• [TASK INSTRUCTIONS] Give every one of the rows below as a numbered list, dropping any blank lines, and leave the pictures out of your answer.

• [SOURCE RECORDS]
# # # # # # #

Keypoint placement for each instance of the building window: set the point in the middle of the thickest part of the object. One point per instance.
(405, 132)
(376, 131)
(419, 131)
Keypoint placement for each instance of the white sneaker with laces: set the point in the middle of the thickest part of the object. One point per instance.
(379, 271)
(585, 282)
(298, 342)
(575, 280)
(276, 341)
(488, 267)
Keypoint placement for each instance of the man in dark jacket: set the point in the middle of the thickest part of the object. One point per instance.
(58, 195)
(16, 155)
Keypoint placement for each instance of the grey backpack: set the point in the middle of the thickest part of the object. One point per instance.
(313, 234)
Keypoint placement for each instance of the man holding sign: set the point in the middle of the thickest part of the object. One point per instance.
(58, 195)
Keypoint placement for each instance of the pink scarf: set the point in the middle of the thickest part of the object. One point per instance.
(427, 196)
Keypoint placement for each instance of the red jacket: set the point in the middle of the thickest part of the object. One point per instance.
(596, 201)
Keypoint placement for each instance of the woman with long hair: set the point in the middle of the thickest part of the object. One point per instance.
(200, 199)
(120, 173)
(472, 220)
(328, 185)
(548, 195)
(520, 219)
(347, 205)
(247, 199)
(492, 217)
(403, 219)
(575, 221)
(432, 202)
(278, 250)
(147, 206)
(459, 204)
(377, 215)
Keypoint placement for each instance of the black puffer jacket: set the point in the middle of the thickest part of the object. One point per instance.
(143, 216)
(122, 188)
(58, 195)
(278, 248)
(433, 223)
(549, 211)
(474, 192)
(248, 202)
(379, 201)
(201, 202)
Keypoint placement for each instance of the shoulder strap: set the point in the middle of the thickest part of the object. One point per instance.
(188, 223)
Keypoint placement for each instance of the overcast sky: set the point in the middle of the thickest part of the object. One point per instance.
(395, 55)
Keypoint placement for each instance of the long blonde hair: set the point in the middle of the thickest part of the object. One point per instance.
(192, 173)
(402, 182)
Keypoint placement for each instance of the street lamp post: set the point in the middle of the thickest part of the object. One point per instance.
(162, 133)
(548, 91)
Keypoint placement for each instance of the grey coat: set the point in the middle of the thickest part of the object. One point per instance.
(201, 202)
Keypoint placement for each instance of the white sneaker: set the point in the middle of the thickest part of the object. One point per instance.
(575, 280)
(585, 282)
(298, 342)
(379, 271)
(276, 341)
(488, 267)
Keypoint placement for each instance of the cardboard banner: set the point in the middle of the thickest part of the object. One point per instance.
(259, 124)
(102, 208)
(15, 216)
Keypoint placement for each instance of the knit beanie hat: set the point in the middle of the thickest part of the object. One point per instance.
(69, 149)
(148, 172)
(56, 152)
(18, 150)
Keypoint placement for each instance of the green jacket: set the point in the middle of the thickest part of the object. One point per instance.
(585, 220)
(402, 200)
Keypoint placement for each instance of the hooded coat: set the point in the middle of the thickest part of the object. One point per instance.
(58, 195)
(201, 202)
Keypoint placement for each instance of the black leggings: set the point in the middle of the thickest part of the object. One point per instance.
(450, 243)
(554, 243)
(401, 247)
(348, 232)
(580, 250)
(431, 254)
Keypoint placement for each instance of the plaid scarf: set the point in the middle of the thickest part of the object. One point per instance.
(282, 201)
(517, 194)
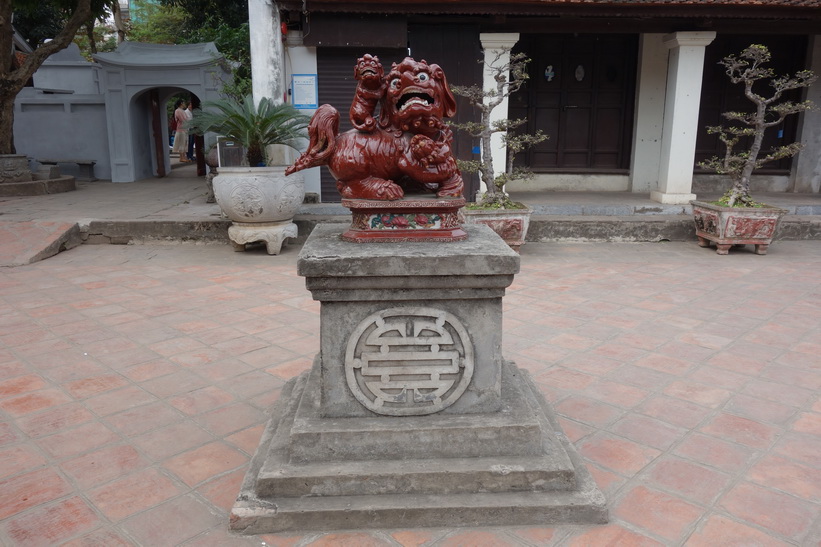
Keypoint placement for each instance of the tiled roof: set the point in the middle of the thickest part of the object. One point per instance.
(535, 5)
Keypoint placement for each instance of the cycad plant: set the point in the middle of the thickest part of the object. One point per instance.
(748, 68)
(252, 126)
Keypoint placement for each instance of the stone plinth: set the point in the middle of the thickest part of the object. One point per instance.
(413, 284)
(410, 416)
(414, 218)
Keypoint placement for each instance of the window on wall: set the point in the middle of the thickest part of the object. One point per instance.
(719, 94)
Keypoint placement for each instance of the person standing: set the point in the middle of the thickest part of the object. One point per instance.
(181, 137)
(189, 112)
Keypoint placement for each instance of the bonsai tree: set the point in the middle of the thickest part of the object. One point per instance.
(254, 127)
(748, 68)
(509, 76)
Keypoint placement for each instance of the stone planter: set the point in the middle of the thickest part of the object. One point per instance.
(14, 168)
(261, 201)
(510, 224)
(728, 226)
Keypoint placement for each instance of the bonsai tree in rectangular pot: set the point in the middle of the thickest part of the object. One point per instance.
(495, 208)
(737, 219)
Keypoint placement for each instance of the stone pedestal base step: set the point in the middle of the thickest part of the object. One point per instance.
(511, 488)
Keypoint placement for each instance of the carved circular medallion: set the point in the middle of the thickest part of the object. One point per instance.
(247, 200)
(409, 361)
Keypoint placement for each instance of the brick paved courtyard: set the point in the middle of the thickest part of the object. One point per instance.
(135, 380)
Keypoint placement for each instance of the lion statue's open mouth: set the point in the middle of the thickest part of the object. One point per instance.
(410, 97)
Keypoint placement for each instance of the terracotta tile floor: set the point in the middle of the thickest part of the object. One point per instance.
(135, 381)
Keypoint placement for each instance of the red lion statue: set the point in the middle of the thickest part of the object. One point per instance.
(408, 149)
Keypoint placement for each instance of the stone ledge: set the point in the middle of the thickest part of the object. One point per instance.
(38, 187)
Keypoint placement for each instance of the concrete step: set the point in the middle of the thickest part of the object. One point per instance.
(626, 228)
(30, 241)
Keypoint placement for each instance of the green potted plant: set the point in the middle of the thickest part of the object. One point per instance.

# # # # # # #

• [SOLUTION TO THIS EXERCISE]
1. Keypoint placement for each instance of the building window: set the point in the middle of the thickest part of the object. One point per instance.
2. (405, 132)
3. (376, 131)
4. (419, 131)
5. Keypoint placement for each instance of the white sneaker with laces: set the point in the middle of the thickest part of the object. One point per instance.
6. (379, 271)
7. (585, 282)
8. (298, 342)
9. (575, 280)
10. (276, 341)
11. (488, 267)
12. Keypoint placement for each instance of the man in dark jacket: set the point in the middle of the thickest part of the object. One point per instance.
13. (58, 195)
14. (16, 155)
15. Keypoint placement for each instance of the grey backpack: set the point in the middle of the thickest part of the object. One point per instance.
16. (313, 234)
17. Keypoint placement for each instance of the man holding sign: set the point in the middle of the thickest part of the object. One point per instance.
18. (58, 195)
19. Keypoint placement for each instance of the pink scarf: set the point in the middle of the thickest part of the object. One point per instance.
20. (427, 196)
21. Keypoint placement for each instance of the red jacket: set the point in the middle of the thickest part of the object. One point per instance.
22. (596, 201)
23. Keypoint placement for each instance of the woman with long hair: set the point in the middle of the thickest part of the object. One point per instance.
24. (200, 199)
25. (120, 173)
26. (472, 220)
27. (328, 185)
28. (548, 195)
29. (520, 219)
30. (347, 205)
31. (247, 199)
32. (492, 217)
33. (403, 219)
34. (575, 221)
35. (432, 202)
36. (278, 250)
37. (147, 206)
38. (459, 204)
39. (377, 215)
40. Keypoint placement for each instance of the black puffer jacket: set the point in the middle of the thickest part of the object. One point per instance.
41. (143, 216)
42. (122, 188)
43. (58, 195)
44. (278, 248)
45. (433, 223)
46. (549, 211)
47. (474, 192)
48. (248, 202)
49. (379, 201)
50. (201, 202)
51. Keypoint placement for each instance of the shoulder strap: set the point in the middle of the thickest part of the object. One point per instance.
52. (188, 223)
53. Keypoint placement for each instance of the overcast sky: set the point in the middle of the thickest part of the object. One point per instance.
54. (395, 55)
55. Keypoint placement for each instance of the long blonde hair: set the point in the middle of the thickest part of the object. One point per instance.
56. (192, 173)
57. (402, 182)
58. Keypoint placement for each instance of the street lamp post: set the point in the middle of the thickest part of the object. One point per instance.
59. (162, 133)
60. (548, 91)
61. Keypoint placement for each instance of the grey coat: set the point in the middle of the thickest part of the object. One point per instance.
62. (201, 202)
63. Keypoint placement for each instance of the white sneaker: set the point in the middle of the thickest part of the object. One point per instance.
64. (575, 280)
65. (585, 282)
66. (298, 342)
67. (379, 271)
68. (276, 341)
69. (488, 267)
70. Keypoint placement for each instance of the cardboard banner: set the point in the middle of the thickest part of the object. One point per instance.
71. (259, 124)
72. (102, 208)
73. (15, 216)
74. Keypoint placement for each instance of the knit beanie hat: set the point in the middle of the thickest part of the object. One point per instance.
75. (69, 149)
76. (148, 172)
77. (56, 152)
78. (18, 150)
79. Keypoint placement for each instance of the green jacket: set the point in the middle of the thickest part of the object. One point per instance.
80. (585, 220)
81. (402, 200)
82. Keypoint placement for each instance of the hooded coat: set the point in the middle of the thickest part of the object. One point per instance.
83. (58, 195)
84. (201, 202)
85. Keypoint placement for each instance of the black leggings: set the point in the middle of the thickest part of the object. One point per instance.
86. (450, 243)
87. (554, 243)
88. (401, 247)
89. (348, 232)
90. (580, 250)
91. (431, 254)
92. Keypoint placement for each instance of the plaid scarf: set the point in the middle of the thickest part of the object. One point per instance.
93. (282, 201)
94. (517, 194)
95. Keypoint placement for each instance of the tiled roof: set the point in the middle of the thickest part of the object. One point per instance.
96. (535, 5)
97. Keypoint placement for each instance of the cycad plant: set the point in the middle of the thickest part of the object. One point per instance.
98. (748, 68)
99. (252, 126)
100. Keypoint placement for each instance of the stone plinth: set the point in the middle of the thickest part of the object. One point per instance.
101. (413, 284)
102. (410, 416)
103. (414, 218)
104. Keypoint placement for each instance of the window on wall: set the point in the middle of the thickest part of the object. One point per instance.
105. (719, 94)
106. Keypoint placement for each instance of the person standing: set the point in the middle of the thickest part of the object. One point per instance.
107. (181, 137)
108. (189, 112)
109. Keypoint placement for each instance of the bonsai tree: set the point in the middle of the thickest part of the object. One point per instance.
110. (254, 127)
111. (748, 68)
112. (509, 76)
113. Keypoint placement for each instance of the stone planter: set the point in the middle of the thickest part of the object. One point per instance.
114. (14, 168)
115. (261, 201)
116. (510, 224)
117. (728, 226)
118. Keypoint placement for each instance of the bonsai tree in rectangular pot: set the point in the middle of the thickest part of the object. One point per instance.
119. (495, 208)
120. (737, 219)
121. Keypoint placement for each instance of the stone pedestal base step: set the point in the middle of the thickest part of the object. One point per instance.
122. (511, 488)
123. Keypoint placement for each instance of the carved circular medallion: set the point in the middle of the thickest part of the object. One point per instance.
124. (247, 200)
125. (409, 361)
126. Keypoint placement for each instance of the brick paved courtyard: set the point in the middle of the thickest part of the object. One point per instance.
127. (135, 380)
128. Keypoint placement for each instance of the lion statue's open mouth: set the point in the middle of the thickest part of the object. One point per instance.
129. (410, 97)
130. Keypoint placement for each instance of the terracotta tile floor: set the point in the middle of the thickest part of the object. One point per instance.
131. (135, 381)
132. Keypoint placement for each instance of the red lion statue: set the point in the middle of the thickest part of the object. One point per instance.
133. (408, 149)
134. Keypoint placement for each instance of the stone ledge: set the point in the middle of the thickest part of the object. One point per instance.
135. (38, 187)
136. Keypoint placement for each instance of the concrete step: set the point in the middle of the thickest part of the object. One point per instance.
137. (626, 228)
138. (30, 241)
139. Keypoint placement for each instance of the green potted plant: set the point in the middle of the thickest part of the object. One point per instance.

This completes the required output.